Aim of the task: Reproduce the following material word for word, leaving out the pictures.
━━ Records for the exercise ━━
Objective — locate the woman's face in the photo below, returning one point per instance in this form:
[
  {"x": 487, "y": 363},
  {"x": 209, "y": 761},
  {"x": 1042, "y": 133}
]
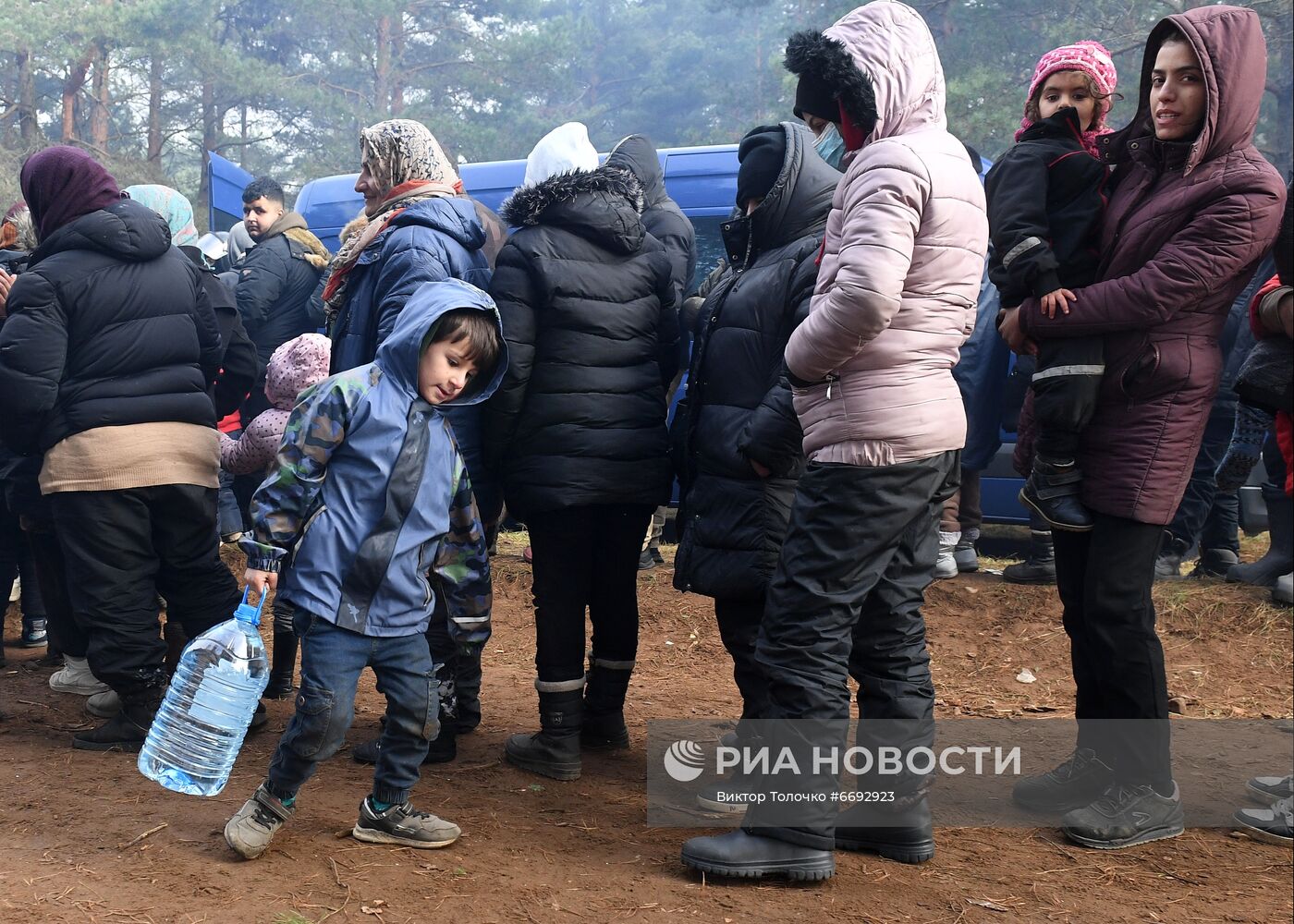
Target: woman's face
[{"x": 1178, "y": 94}]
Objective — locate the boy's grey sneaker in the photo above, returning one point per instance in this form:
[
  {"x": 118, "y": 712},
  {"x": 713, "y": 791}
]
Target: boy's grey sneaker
[
  {"x": 1274, "y": 824},
  {"x": 404, "y": 824},
  {"x": 252, "y": 827},
  {"x": 1125, "y": 817},
  {"x": 1080, "y": 781},
  {"x": 1268, "y": 790}
]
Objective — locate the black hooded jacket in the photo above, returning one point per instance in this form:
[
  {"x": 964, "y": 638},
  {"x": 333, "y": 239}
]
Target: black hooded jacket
[
  {"x": 109, "y": 326},
  {"x": 738, "y": 407},
  {"x": 662, "y": 216},
  {"x": 275, "y": 281},
  {"x": 592, "y": 329},
  {"x": 1045, "y": 201}
]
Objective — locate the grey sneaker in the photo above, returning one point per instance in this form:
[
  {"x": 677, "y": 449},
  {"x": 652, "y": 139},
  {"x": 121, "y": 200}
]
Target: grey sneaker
[
  {"x": 252, "y": 827},
  {"x": 403, "y": 824},
  {"x": 1125, "y": 817},
  {"x": 1268, "y": 790},
  {"x": 1274, "y": 824}
]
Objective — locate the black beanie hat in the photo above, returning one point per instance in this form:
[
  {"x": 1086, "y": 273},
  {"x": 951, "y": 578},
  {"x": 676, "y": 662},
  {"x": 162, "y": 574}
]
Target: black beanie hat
[
  {"x": 760, "y": 155},
  {"x": 814, "y": 97}
]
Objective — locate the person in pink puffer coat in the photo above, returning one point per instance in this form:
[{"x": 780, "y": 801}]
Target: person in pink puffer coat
[
  {"x": 883, "y": 423},
  {"x": 293, "y": 368}
]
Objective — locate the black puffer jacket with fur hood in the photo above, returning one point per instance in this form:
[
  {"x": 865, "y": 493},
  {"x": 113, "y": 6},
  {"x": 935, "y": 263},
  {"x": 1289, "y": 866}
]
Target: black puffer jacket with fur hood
[{"x": 592, "y": 329}]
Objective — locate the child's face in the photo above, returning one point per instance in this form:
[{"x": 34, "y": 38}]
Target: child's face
[
  {"x": 1068, "y": 88},
  {"x": 444, "y": 371},
  {"x": 1178, "y": 94}
]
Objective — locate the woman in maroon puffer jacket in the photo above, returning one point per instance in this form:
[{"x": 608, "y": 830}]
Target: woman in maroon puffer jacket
[{"x": 1194, "y": 209}]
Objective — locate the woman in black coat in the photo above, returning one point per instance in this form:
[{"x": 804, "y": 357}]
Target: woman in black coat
[
  {"x": 737, "y": 440},
  {"x": 578, "y": 429}
]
━━━
Task output:
Objective — locate the woman's face in the photo below, returning one point per instance in this form:
[
  {"x": 487, "y": 363},
  {"x": 209, "y": 761},
  {"x": 1042, "y": 133}
]
Target: woman's face
[{"x": 1178, "y": 94}]
Objective — locate the boy's grey sneaker in the photo above, returning one point per instance in this form:
[
  {"x": 118, "y": 712},
  {"x": 713, "y": 791}
]
Target: boy's grey sneaker
[
  {"x": 1274, "y": 824},
  {"x": 404, "y": 824},
  {"x": 252, "y": 827},
  {"x": 1125, "y": 817},
  {"x": 1080, "y": 781},
  {"x": 1268, "y": 790}
]
Objective — locate the black hooded jacket in the photo above, returning one point per instance in this form:
[
  {"x": 964, "y": 638},
  {"x": 333, "y": 239}
]
Target: black hooded jacket
[
  {"x": 109, "y": 326},
  {"x": 738, "y": 407},
  {"x": 662, "y": 216},
  {"x": 275, "y": 281},
  {"x": 592, "y": 329},
  {"x": 1045, "y": 201}
]
Objective — locate the grey sneaker in the photo above, returning one point per instance in this form:
[
  {"x": 677, "y": 449},
  {"x": 652, "y": 139},
  {"x": 121, "y": 200}
]
Target: grey sneaker
[
  {"x": 252, "y": 827},
  {"x": 403, "y": 824},
  {"x": 1125, "y": 817},
  {"x": 1268, "y": 790},
  {"x": 1274, "y": 824}
]
Objective — locate the black beanie hat in the photo above, returning one point per instance in this form:
[
  {"x": 1086, "y": 273},
  {"x": 951, "y": 578},
  {"x": 676, "y": 662},
  {"x": 162, "y": 574}
]
Target: black beanie hat
[
  {"x": 760, "y": 155},
  {"x": 814, "y": 97}
]
Objective — locate the person in pink puffer coat in the photo above, returning one point per instance in this form:
[{"x": 780, "y": 801}]
Target: person in pink puffer coat
[
  {"x": 883, "y": 423},
  {"x": 293, "y": 368}
]
Objective — locate the black puffer jacket with fur hood in the photo above, returning one point per instance in this form:
[
  {"x": 865, "y": 493},
  {"x": 113, "y": 6},
  {"x": 935, "y": 263},
  {"x": 1289, "y": 866}
]
Target: black puffer jacket with fur hood
[{"x": 592, "y": 329}]
Objective — locate the child's face in the photo above, returning one point per instance in this form:
[{"x": 34, "y": 38}]
Target: child's face
[
  {"x": 1068, "y": 88},
  {"x": 444, "y": 371},
  {"x": 1178, "y": 94}
]
Objective — locate the woman in maroon puffer jacket in the photo above, returning one point per instance in this form:
[{"x": 608, "y": 830}]
Target: woman in maroon puffer jacket
[{"x": 1194, "y": 209}]
Objective — locate the woman in black coat in the photo above, returning one point per instance in this form:
[{"x": 804, "y": 357}]
Target: woman in black coat
[
  {"x": 737, "y": 440},
  {"x": 578, "y": 429}
]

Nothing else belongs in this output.